The latest print release of the Press Information Bureau audaciously hails India as the “most open economy in the world”. This comes with the announcement of the government on the 20th of June, 2016, which brings in breakthrough amendments in the current FDI policy. With increased sectoral caps and further drift towards the automatic sector being the highlights, these changes aim to accelerate foreign investment in India.
The major revamps are as follows:
- Defence Sector: The latest policy now allows FDI in the defence sector up to 100%. An investment beyond 49% would require the approval of the government. Furthermore, the mandate for the investors to give access to ‘state-of-art’ technology for investments over 49% has been done away with. These changes have also been made applicable to the manufacturing of small arms and ammunitions covered under the Arms Act, 1959.
This could well be a welcome change for the defence sector, which could manage a foreign investment of only INR 64 Lakhs in the previous financial year.

[Data items]
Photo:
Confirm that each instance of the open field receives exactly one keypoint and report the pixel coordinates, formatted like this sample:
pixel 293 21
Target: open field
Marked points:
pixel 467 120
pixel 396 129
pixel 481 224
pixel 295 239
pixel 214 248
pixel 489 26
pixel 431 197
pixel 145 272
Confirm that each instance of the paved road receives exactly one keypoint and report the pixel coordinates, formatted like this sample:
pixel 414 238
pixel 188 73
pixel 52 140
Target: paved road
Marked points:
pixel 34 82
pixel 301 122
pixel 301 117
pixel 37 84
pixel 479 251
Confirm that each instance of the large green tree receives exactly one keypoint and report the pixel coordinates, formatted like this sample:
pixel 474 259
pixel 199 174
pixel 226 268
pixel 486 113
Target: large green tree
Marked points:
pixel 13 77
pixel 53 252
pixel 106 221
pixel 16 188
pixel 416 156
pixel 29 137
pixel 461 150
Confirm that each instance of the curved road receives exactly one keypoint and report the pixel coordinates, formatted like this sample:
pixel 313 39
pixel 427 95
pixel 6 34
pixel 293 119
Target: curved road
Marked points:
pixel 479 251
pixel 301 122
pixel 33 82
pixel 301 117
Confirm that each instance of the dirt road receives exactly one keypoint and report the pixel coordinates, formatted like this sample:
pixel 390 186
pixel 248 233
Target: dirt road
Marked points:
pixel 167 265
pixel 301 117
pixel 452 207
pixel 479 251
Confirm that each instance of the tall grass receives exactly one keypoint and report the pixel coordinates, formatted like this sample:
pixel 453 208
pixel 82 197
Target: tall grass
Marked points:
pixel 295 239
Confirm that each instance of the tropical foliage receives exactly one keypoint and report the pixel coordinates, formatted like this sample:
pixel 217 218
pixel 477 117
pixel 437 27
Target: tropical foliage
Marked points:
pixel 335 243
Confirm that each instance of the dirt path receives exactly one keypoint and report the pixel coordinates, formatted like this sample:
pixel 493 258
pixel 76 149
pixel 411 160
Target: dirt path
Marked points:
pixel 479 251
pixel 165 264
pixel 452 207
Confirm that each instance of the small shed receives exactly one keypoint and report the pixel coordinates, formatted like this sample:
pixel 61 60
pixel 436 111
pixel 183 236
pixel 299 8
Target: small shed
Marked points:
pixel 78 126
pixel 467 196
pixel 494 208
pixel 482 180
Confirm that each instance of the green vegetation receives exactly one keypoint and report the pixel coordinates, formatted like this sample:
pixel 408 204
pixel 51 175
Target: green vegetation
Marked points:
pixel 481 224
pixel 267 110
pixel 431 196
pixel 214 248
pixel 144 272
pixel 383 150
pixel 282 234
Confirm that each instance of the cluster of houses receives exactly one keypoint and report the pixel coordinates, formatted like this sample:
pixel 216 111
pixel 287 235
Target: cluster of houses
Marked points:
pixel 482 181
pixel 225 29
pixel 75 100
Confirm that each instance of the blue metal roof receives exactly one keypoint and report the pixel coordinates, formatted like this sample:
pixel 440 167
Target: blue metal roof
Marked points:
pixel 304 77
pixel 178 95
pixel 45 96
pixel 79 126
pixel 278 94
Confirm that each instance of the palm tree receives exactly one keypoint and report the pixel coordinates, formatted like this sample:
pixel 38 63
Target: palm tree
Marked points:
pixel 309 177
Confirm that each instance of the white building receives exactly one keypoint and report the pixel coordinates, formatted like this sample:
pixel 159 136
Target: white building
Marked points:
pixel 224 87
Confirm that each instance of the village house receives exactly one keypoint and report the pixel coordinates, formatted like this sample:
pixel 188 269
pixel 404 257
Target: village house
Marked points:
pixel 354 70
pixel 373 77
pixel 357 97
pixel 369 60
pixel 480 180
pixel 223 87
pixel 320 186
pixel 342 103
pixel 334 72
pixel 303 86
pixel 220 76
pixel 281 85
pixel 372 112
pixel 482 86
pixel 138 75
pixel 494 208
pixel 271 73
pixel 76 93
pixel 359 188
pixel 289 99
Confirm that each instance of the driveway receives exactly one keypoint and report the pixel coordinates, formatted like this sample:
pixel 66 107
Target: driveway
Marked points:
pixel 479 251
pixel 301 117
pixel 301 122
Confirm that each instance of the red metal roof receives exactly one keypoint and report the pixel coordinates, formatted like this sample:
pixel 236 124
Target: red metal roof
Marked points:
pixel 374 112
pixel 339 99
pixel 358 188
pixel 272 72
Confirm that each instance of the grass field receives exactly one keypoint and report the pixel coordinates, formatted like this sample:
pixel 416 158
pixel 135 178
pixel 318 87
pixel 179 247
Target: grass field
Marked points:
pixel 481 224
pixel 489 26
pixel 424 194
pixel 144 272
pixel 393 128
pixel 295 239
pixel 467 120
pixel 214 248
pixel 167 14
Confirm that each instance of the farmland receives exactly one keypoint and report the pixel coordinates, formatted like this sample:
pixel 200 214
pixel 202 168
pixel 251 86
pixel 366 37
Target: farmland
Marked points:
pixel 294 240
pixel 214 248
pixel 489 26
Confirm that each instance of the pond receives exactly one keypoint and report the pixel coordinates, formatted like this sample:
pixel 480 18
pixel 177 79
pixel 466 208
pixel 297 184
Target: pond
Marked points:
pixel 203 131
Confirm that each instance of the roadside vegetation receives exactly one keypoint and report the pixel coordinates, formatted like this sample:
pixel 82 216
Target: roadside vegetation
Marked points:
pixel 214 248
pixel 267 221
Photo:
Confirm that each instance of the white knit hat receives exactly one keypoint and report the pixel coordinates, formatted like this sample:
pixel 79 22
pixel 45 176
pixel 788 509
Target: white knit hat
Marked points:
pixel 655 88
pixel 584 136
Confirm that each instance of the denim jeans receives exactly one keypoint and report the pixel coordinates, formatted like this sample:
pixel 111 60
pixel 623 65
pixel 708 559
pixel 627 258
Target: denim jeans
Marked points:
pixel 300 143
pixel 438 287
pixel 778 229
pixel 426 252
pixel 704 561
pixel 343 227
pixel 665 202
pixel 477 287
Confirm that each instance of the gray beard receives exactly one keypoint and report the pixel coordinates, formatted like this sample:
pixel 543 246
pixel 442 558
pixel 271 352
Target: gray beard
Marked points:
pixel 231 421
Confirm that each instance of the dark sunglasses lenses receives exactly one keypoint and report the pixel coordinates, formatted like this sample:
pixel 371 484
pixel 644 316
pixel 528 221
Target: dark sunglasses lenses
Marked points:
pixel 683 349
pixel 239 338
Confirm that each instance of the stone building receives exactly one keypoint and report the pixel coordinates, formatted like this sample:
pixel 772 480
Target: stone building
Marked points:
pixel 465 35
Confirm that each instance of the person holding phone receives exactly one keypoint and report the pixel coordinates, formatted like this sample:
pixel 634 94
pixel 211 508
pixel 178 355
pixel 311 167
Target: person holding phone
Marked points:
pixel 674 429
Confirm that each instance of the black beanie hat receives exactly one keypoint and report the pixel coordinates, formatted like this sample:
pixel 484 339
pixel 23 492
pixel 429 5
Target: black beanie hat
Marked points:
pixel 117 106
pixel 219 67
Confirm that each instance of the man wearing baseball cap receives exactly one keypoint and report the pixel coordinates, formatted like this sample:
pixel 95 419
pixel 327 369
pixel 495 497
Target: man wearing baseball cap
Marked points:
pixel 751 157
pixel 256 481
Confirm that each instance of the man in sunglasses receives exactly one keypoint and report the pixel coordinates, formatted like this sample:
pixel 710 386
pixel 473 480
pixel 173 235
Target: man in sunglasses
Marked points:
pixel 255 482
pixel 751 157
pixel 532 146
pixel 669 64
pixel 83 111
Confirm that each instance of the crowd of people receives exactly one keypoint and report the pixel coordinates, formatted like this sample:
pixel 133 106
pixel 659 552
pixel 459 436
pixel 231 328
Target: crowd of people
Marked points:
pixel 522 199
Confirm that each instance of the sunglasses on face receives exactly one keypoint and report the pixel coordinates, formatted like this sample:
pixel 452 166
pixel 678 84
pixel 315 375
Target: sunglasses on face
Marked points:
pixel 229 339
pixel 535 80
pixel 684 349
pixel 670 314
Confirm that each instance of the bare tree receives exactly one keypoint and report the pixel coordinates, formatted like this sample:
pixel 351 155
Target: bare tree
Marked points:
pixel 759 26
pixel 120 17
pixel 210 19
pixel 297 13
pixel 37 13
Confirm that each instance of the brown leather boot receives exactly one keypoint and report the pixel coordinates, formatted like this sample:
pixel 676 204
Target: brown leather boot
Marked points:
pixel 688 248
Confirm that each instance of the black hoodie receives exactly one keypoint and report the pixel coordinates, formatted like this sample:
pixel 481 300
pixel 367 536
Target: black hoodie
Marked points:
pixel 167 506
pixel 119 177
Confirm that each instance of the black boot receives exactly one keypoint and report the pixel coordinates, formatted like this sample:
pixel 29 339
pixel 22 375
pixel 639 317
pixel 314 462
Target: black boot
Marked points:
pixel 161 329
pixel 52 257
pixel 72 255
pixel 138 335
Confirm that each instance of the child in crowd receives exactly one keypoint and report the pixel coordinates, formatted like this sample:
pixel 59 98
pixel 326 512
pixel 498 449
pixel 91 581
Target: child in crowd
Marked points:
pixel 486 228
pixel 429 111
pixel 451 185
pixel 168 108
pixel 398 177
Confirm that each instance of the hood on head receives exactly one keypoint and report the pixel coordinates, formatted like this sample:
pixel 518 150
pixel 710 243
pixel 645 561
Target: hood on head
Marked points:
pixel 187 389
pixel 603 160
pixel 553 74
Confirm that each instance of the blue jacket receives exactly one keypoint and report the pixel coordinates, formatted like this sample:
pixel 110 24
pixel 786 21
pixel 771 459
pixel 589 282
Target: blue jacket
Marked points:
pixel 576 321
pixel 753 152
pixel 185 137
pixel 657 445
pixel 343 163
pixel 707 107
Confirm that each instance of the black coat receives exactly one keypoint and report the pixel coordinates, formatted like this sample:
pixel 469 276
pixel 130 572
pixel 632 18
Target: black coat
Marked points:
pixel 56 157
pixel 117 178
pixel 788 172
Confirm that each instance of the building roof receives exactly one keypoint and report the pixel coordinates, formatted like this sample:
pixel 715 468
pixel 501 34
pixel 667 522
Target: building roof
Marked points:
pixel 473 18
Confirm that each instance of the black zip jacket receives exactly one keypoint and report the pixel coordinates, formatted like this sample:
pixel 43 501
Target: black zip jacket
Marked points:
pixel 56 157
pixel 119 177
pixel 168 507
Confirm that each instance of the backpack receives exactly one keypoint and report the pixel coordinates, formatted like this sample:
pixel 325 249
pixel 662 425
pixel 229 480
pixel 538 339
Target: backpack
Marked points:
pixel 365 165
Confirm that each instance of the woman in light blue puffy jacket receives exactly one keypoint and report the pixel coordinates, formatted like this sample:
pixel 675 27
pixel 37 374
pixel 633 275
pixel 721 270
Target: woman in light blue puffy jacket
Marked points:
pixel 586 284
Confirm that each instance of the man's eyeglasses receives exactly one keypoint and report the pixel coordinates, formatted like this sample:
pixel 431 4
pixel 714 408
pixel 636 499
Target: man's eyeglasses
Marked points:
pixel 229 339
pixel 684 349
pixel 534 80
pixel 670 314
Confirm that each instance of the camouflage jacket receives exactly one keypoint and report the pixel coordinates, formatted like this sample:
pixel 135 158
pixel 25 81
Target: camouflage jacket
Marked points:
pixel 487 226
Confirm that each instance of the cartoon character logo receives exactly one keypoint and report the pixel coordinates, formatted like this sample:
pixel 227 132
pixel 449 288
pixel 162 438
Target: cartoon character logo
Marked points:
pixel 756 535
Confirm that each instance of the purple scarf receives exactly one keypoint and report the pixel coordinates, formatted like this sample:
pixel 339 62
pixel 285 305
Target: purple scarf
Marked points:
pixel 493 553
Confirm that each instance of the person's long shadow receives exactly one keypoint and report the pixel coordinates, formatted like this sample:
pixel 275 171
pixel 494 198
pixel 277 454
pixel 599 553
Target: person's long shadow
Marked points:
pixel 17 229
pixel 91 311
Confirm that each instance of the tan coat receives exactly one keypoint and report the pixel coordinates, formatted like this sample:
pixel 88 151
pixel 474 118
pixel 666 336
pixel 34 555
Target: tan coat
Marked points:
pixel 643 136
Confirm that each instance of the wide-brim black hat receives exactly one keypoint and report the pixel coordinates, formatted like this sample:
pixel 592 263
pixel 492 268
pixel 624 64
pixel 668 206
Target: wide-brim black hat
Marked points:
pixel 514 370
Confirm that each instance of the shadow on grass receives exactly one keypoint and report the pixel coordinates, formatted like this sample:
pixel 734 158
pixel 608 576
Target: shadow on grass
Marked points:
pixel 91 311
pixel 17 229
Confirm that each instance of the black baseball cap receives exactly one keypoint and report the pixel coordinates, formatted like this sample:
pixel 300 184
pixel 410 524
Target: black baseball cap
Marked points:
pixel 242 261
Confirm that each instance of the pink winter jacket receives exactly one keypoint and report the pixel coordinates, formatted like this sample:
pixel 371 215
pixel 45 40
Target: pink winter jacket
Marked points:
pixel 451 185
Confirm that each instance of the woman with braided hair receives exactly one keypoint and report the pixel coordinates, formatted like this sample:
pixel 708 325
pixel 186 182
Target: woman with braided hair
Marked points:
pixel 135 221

EXERCISE 1:
Recast the paragraph of the FDI policy article that begins "The latest print release of the Press Information Bureau" as a short bulleted list that keeps its main facts.
EXERCISE 2:
According to the FDI policy article, how much foreign investment did the defence sector manage in the previous financial year?
EXERCISE 3:
Continue the FDI policy article from the point where it stops.

ANSWER SECTION 1:
- A Press Information Bureau release calls India the "most open economy in the world."
- This follows the government's announcement on June 20, 2016, of breakthrough amendments to the FDI policy.
- The highlights are increased sectoral caps and a further drift toward the automatic sector.
- The changes aim to accelerate foreign investment in India.

ANSWER SECTION 2:
Only INR 64 Lakhs.

ANSWER SECTION 3:
- Trading of food products: A radical change introduced in this arena is the permission of up to 100% FDI under the approval route, for the trading of the food products manufactured in India. This includes their trading through e-commerce as well.
- Civil Aviation: The latest announcement allows 100% FDI in indigenous airlines. Moreover, 100% FDI is now permitted in the existing airport projects (Brownfield avenues) through the automatic route, which was limited to 74% so far. These changes should intermingle well with the current aviation policy. Together, they will aid the modernization of the existing airports and will help ease the pressure on them.
- Pharmaceutical Sector: In the Brownfield pharma avenues, the government has now allowed up to 74% FDI under the automatic route. However, for an investment beyond 74%, the approval of the government would be required.
- Animal Husbandry: The latest amendment removes the requirement of ‘controlled conditions’ for FDI in Animal Husbandry, Pisciculture, Aquaculture and Apiculture. It has trimmed the earlier provision to allow 100% FDI in these sectors through the automatic route, without any conditions.
- Establishment of branch/liaison/project office: This amendment applies to the entities which are into the businesses of Defence, Telecom, Private Security or Information and Broadcasting. It lifts off the mandate to get additional permissions from the RBI or other nodal security agencies, if an approval from the FIPB or the concerned Ministry has been taken.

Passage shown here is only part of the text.